Goal:
Quote the listing below in its entirety, omitting every image.

Listed entries:
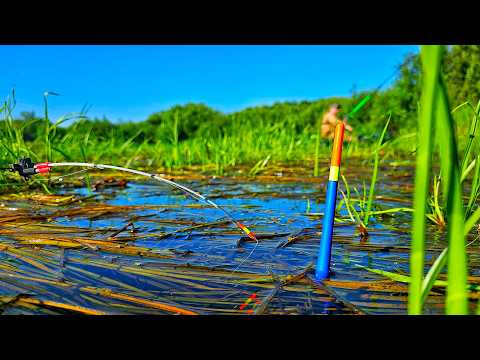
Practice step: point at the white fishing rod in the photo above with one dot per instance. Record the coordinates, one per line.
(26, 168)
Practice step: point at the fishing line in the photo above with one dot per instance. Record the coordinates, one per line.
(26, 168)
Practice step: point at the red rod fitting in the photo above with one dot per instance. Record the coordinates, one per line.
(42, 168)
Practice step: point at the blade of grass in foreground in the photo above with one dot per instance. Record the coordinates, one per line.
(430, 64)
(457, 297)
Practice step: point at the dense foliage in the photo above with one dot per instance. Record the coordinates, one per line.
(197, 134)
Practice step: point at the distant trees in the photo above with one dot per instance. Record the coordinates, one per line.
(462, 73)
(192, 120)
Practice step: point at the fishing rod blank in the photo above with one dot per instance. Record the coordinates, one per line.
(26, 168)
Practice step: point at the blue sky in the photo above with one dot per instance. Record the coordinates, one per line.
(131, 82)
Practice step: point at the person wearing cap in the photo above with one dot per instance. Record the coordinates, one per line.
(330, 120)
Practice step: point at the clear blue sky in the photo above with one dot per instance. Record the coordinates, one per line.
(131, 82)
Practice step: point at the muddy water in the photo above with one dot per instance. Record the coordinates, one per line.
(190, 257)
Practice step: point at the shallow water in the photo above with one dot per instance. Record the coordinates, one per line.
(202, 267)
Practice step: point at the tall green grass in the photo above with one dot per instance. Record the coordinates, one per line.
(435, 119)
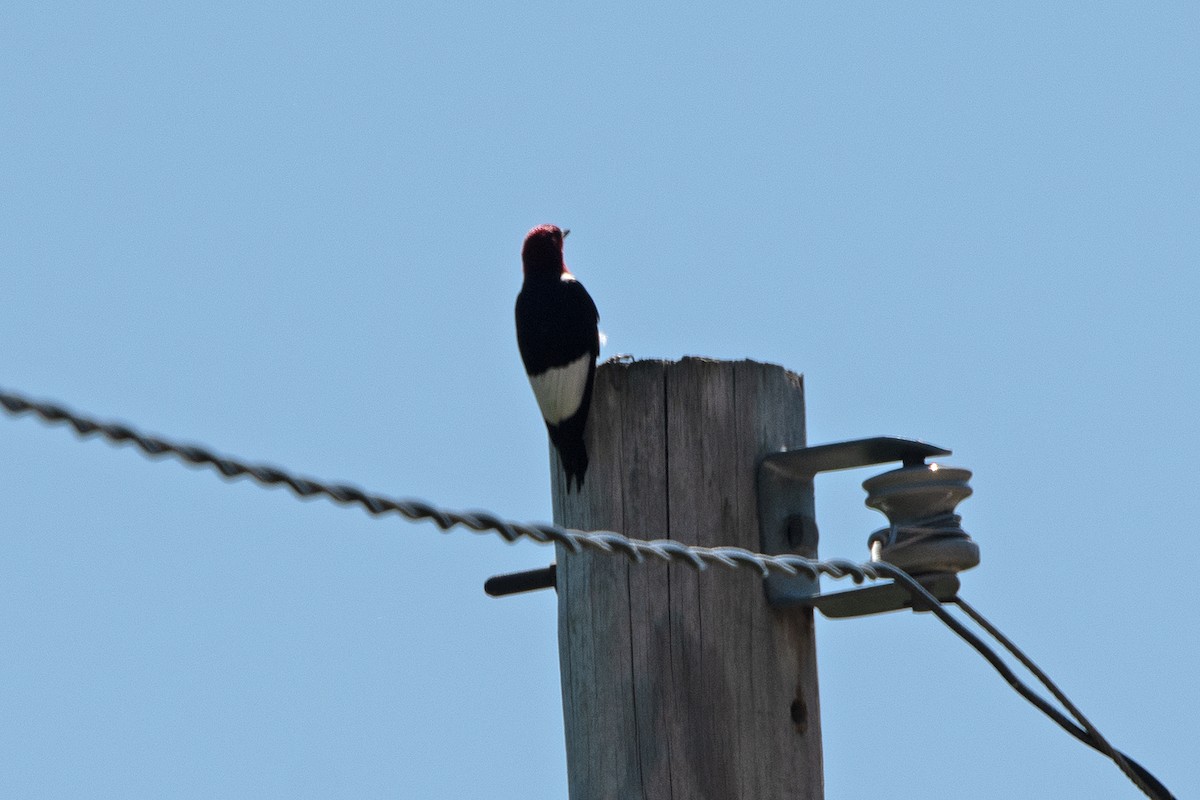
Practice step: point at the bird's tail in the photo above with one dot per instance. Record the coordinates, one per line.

The output:
Practice step: point at the white fishing rod in the photo above with one dot per instance. Record the coordinates, one per line.
(26, 168)
Practice step: point at the fishing line in the photo above with one dot per instance. Record the coordinates, one per line.
(26, 168)
Practice step: point at the red rod fitting in the photo above with one dot per instance. Record the coordinates, one per line.
(42, 168)
Practice step: point at the blade of grass in foreground in the photo above with one dot per instance. Record the coordinates, one per line.
(430, 64)
(457, 297)
Practice step: point at the dense foliage in the photo above with one dot per instance. Record the coordinates, one per line.
(197, 134)
Practice step: point at the distant trees in the photo above with one dot per instance. Record the coordinates, one per line.
(462, 73)
(192, 120)
Practice step: point at the fishing rod blank in the photo above with one dot per instance. Record the coordinates, one per line.
(26, 168)
Practice step: point at the blue sky in the photo above with one dot per instance. Record the coordinates, one per line.
(131, 82)
Practice step: point at the person wearing cap in the photo above with one dot per instance. Record the coordinates, one per line.
(330, 120)
Practice step: point at the clear blue sky in the photo above with one dot per instance. Record the coordinates, one per line.
(131, 82)
Practice step: point at the muddy water in the photo above with one dot per instance. Record the coordinates, one per line.
(190, 257)
Practice step: point at the shallow water in the photo above with one dot per instance. Record the coordinates, one per line.
(202, 267)
Practice step: point at the tall green grass in the photo above with one dot per instance. Record the coordinates, one per line.
(435, 119)
Practice step: point at the bird's tail in the photo above with one dot per instance. Record the coordinates, one per line.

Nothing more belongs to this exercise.